Principles of Evolution, Ecology and Behavior: Lecture 1 Transcript
January 12, 2009
Chapter 1. Introduction [00:00:00]
Professor Stephen Stearns: Biological evolution has two big ideas. One of them has to do with how the process occurs, and that’s called microevolution. It’s evolution going on right now. Evolution is going on in your body right now. You’ve got about 1013th bacteria in each gram of your feces, and they have enough mutations in them to cover the entire bacterial genome. Every time you flush the toilet, you flush an entire new set of information on bacterial genomes down the toilets. It’s going on all the time.
Now, the other major theme is macroevolution. This process of microevolution has created a history, and the history also constrains the process. The process has been going on for 3.8 billion years. It has created a history that had unique events in it, and things happened in that history that now constrain further microevolution going on today.
That’s one of the tricky things about evolution. It has many different scales. My wife always gets frustrated with me. She says, “Well when did that happen?” I say, “Oh not too long ago, only about 20 million years.” And, you know, that’s what happens when you become an evolutionary biologist, you zoom in and out of deep time a lot. And this process of microevolution is going to be the first thing we examine. It’s the nuts and bolts. It’s what’s really created the patterns. But the patterns of macroevolution are also very important because they record the history of life on the planet and they constrain the current process.

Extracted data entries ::
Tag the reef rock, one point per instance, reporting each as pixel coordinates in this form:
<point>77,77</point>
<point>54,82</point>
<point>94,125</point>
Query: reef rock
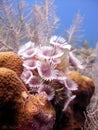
<point>12,61</point>
<point>18,109</point>
<point>76,109</point>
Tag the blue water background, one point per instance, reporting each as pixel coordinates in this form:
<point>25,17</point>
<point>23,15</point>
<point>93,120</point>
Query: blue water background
<point>88,9</point>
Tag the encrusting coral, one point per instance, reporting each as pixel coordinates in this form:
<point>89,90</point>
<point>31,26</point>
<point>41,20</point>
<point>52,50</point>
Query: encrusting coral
<point>12,61</point>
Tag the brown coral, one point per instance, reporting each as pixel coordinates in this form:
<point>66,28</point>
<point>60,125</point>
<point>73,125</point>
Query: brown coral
<point>12,61</point>
<point>84,93</point>
<point>19,109</point>
<point>12,99</point>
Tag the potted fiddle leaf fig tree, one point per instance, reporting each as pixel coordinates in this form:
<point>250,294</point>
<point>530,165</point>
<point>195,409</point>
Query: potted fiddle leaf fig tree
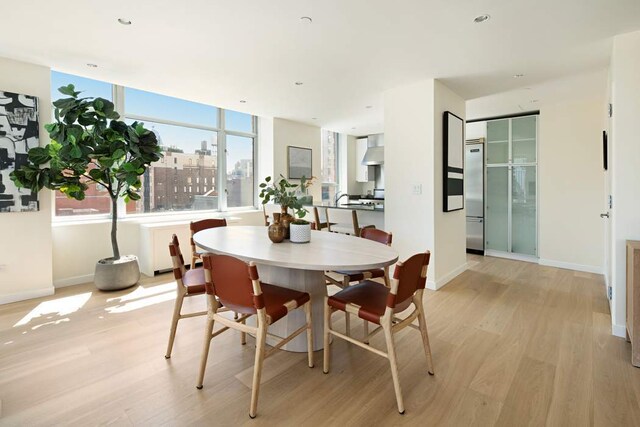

Task objective ::
Reproduce the evolution lecture transcript from "Principles of Evolution, Ecology" up to and including "all the time.". This material was drawn from a separate source.

Solution below ::
Principles of Evolution, Ecology and Behavior: Lecture 1 Transcript
January 12, 2009
Chapter 1. Introduction [00:00:00]
Professor Stephen Stearns: Biological evolution has two big ideas. One of them has to do with how the process occurs, and that’s called microevolution. It’s evolution going on right now. Evolution is going on in your body right now. You’ve got about 1013th bacteria in each gram of your feces, and they have enough mutations in them to cover the entire bacterial genome. Every time you flush the toilet, you flush an entire new set of information on bacterial genomes down the toilets. It’s going on all the time.